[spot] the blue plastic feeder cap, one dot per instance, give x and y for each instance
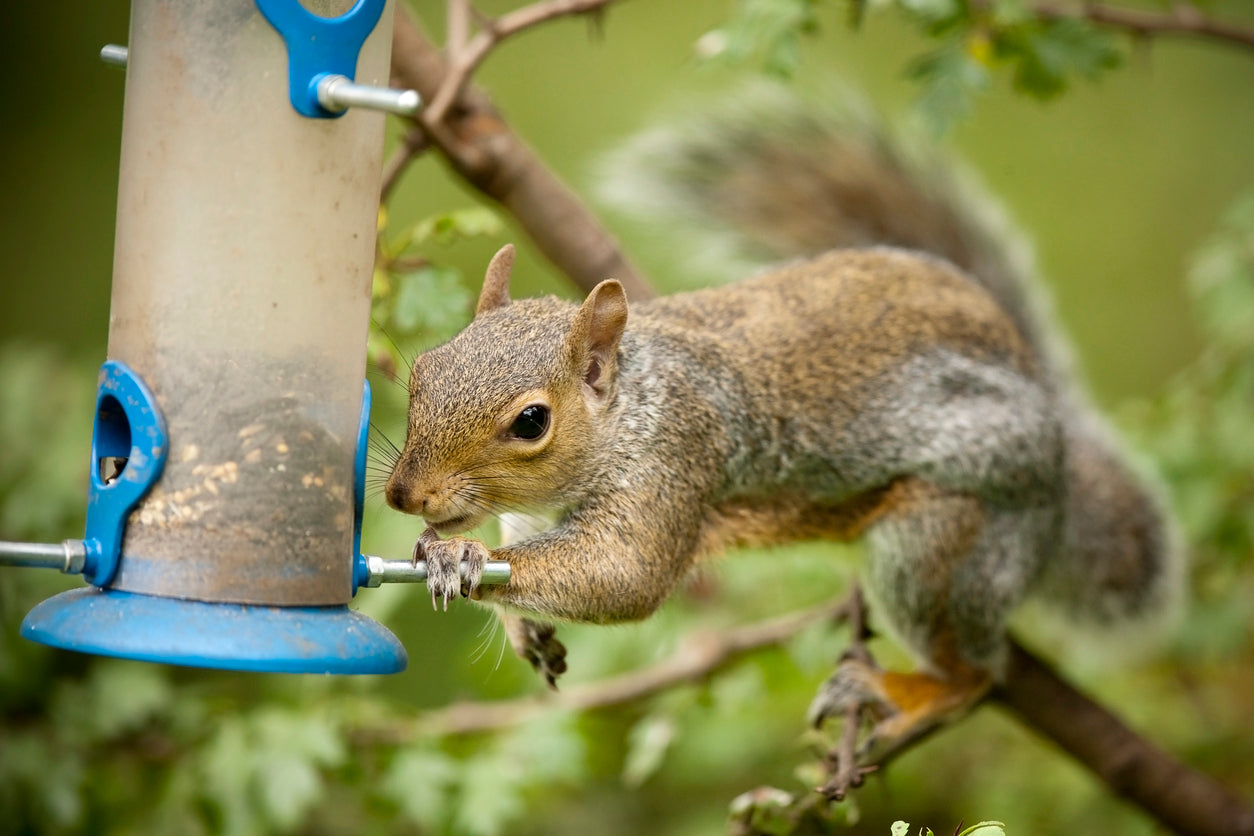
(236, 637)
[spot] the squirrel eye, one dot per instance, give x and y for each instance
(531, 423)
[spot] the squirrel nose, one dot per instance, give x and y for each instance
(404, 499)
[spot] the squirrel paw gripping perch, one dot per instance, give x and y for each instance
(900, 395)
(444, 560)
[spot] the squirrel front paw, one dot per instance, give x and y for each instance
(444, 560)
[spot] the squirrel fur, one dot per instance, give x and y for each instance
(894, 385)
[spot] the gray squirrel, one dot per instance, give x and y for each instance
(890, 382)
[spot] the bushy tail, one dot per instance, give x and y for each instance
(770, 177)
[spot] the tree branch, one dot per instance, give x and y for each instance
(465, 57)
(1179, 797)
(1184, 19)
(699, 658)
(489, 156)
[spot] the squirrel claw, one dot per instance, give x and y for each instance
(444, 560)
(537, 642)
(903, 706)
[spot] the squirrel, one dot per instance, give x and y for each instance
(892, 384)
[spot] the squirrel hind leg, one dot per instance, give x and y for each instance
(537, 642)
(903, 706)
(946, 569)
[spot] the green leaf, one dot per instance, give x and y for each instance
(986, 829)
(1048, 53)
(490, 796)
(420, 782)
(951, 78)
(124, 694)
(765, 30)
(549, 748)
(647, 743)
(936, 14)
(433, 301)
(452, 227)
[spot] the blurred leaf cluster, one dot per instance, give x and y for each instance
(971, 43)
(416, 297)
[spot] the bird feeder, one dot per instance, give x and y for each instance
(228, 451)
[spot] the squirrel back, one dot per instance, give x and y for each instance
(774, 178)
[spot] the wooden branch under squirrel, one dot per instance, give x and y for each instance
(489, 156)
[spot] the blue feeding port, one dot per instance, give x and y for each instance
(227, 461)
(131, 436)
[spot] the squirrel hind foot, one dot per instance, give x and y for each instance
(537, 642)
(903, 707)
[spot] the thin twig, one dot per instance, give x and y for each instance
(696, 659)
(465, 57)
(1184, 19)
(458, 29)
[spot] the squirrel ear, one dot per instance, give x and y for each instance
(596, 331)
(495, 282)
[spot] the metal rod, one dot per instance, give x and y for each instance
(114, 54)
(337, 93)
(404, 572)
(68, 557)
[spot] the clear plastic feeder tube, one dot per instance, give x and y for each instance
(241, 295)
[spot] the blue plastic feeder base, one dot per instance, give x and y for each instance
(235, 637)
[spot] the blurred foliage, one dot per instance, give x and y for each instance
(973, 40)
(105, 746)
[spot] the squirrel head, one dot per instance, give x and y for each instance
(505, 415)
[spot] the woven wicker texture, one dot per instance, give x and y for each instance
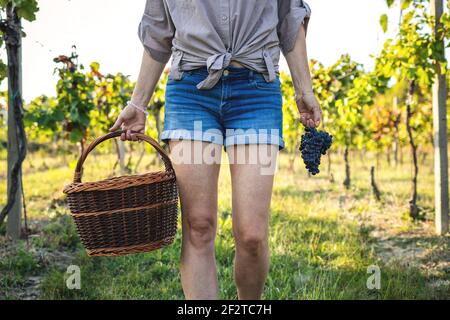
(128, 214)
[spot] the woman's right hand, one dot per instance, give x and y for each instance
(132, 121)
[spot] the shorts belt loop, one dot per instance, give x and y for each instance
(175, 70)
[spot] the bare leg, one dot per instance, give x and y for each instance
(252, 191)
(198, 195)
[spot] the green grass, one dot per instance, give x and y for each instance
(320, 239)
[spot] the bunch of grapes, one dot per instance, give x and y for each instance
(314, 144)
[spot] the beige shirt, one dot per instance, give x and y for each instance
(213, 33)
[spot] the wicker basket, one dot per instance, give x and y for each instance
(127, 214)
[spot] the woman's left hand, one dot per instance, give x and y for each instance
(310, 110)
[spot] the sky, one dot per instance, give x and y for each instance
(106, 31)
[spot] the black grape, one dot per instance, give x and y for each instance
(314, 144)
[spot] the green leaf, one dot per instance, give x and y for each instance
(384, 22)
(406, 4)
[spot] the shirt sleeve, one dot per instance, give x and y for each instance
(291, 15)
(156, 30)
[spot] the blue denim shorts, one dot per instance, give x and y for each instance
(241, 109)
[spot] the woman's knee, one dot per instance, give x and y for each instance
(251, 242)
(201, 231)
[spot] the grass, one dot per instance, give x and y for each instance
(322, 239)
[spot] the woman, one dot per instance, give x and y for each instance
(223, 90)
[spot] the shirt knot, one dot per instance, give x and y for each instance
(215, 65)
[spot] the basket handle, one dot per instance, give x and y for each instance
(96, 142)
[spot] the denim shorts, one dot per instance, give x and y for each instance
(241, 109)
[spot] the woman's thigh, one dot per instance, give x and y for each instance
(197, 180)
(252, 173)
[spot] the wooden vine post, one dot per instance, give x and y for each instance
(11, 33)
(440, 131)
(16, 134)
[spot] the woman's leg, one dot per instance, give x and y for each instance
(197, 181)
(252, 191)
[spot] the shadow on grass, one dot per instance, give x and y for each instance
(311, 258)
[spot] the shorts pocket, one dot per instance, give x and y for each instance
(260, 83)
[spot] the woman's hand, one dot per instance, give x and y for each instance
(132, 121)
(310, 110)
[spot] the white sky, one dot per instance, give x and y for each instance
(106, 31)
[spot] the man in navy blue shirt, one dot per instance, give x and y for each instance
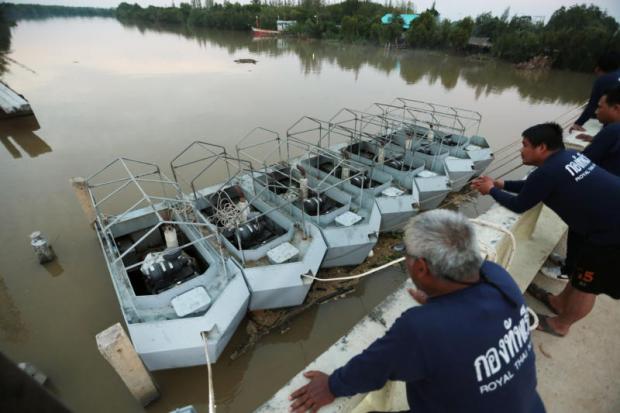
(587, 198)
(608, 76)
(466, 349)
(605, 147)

- - - - - - -

== Task directions ==
Can you output these records line for line, with nothing in them changed and the picture lines omitted?

== Exercise output ==
[spot] the blue plastic feeder cap, one dot per instance, give x and y for each instance
(236, 637)
[spot] the squirrel eye, one dot per instance, give x and y for each instance
(531, 423)
[spot] the squirrel nose, one dot per instance, give x and y for each instance
(404, 499)
[spot] the squirrel paw gripping perch, one dot per instance, give x and y for each instance
(900, 395)
(444, 560)
[spot] the squirrel front paw, one dot per instance, give x and y for each instance
(444, 560)
[spot] the squirrel fur, one dot per instance, give x and y for each instance
(894, 385)
[spot] the gray squirrel, one dot per instance, give x and y for each instance
(890, 382)
[spot] the bushy tail, one dot per instance, give x and y for each instance
(770, 177)
[spot] the tree branch, one dot per instance, give x and y for each instance
(465, 57)
(1179, 797)
(1184, 19)
(699, 658)
(489, 156)
[spot] the squirrel claw, one dot per instance, give x and y for each instance
(444, 560)
(537, 642)
(903, 706)
[spot] the squirrel, one dot per instance, give x and y for each instance
(892, 384)
[spot] the squirrel hind leg, one dot per instance, give x and y for each instance
(537, 642)
(903, 706)
(946, 569)
[spot] the green leaf, one dot per instance, give x and y for each instance
(986, 829)
(1048, 53)
(490, 796)
(420, 782)
(951, 78)
(124, 694)
(765, 30)
(549, 748)
(647, 743)
(936, 14)
(433, 301)
(452, 227)
[spot] the blurred leaf cluster, one dot per instance, give x and y for each instance
(971, 43)
(416, 297)
[spot] the bird feeder, one dot per instance, give x and y for each instance
(228, 451)
[spot] the squirrel back, one dot per instance, give x and y for each instance
(774, 178)
[spot] the wooden branch under squirrel, one dot per instance, give x and y for each instance
(489, 156)
[spot] the blue feeding port, one dot per instance, give x and y for each instance
(227, 461)
(131, 436)
[spot] the squirrel hind foot, one dot per instance, give x and y for each instance
(537, 642)
(903, 707)
[spot] the thin twig, one dot per instance, give x and y for each instance
(696, 659)
(465, 57)
(1184, 19)
(458, 29)
[spot] the squirrel ear, one dot per instance, give x and y for each instance
(596, 331)
(495, 282)
[spot] the metal rod, one dot per instance, give x and y for each instance
(114, 54)
(337, 93)
(404, 572)
(68, 557)
[spot] the clear plastic feeder tube, one dot per instance, give x and y for each instance
(241, 295)
[spot] the blue plastic feeder base, one dot per instance, give x and y for each instance
(235, 637)
[spot] the blurred foliage, one dot per instance, give x and y for each instance
(973, 40)
(105, 746)
[spot] the squirrel head, one dot per instance, give x and y for each instance
(505, 415)
[spot] the woven wicker texture, one dot per instance, give x and y for each instance
(128, 214)
[spot] the woman's right hand, one dot per instance, give x and y for each instance
(132, 121)
[spot] the shorts belt loop, one dot per instance, give x and y for each instance
(175, 70)
[spot] the bare leg, one dot per instance, give x and y for each instance
(252, 191)
(198, 195)
[spot] the green grass, one dot per instance, give x and y for each instance
(320, 239)
[spot] the bunch of grapes, one dot per instance, give x and y for each instance
(314, 144)
[spot] the beige shirt, one dot per instance, give x and y for each instance
(213, 33)
[spot] the wicker basket, one dot per instance, give x and y for each instance
(127, 214)
[spot] the woman's left hand, one dot per instance, give x and y for each instance
(310, 110)
[spot] the sky, one dot per instance, give x and y for each instance
(106, 31)
[spot] the black grape, one dot per instance, give x and y for each instance
(314, 144)
[spot] the green leaf, one dot per instance, give x and y for each instance
(384, 22)
(406, 4)
[spot] the shirt sleeve, one dot per instance, give x and y for each instance
(291, 15)
(156, 30)
[spot] the blue denim shorts, one dot per instance, give x and y for each instance
(241, 109)
[spot] the woman's knee, one dot per instance, give x and y for each instance
(251, 242)
(201, 231)
[spot] the grass, one dot per instance, give x and y for each instance
(322, 239)
[spot] the woman, one dot per instance, give x and y for each instance
(223, 90)
[spot] the shirt knot, one dot per instance, give x and y for each instance
(215, 65)
[spot] the basket handle, one dot per instance, give x and y for each instance
(96, 142)
[spot] the denim shorts, one dot per instance, give x and y for each instance
(241, 109)
[spot] the woman's thigh, one dot per instance, give x and y for each instance
(197, 180)
(252, 173)
[spot] the wooden vine post, one dot per instance, give x and y for each instance
(11, 33)
(440, 131)
(16, 134)
[spot] the woman's leg, one dot per instance, give x and y for each instance
(197, 181)
(252, 191)
[spot] the shadow on grass, one dot per instance, give x and y for each instance
(311, 258)
[spot] the shorts pocket, one dot per instance, give x and y for each instance
(260, 83)
[spot] the woman's hand, one dot per instance, give x and y for each instance
(132, 121)
(310, 110)
[spot] the white sky, one dot per instance, give x and y for each instance
(106, 31)
[spot] the man in navy blue shirt, one dot per instance, give x and y for each instance
(587, 198)
(608, 76)
(466, 349)
(605, 147)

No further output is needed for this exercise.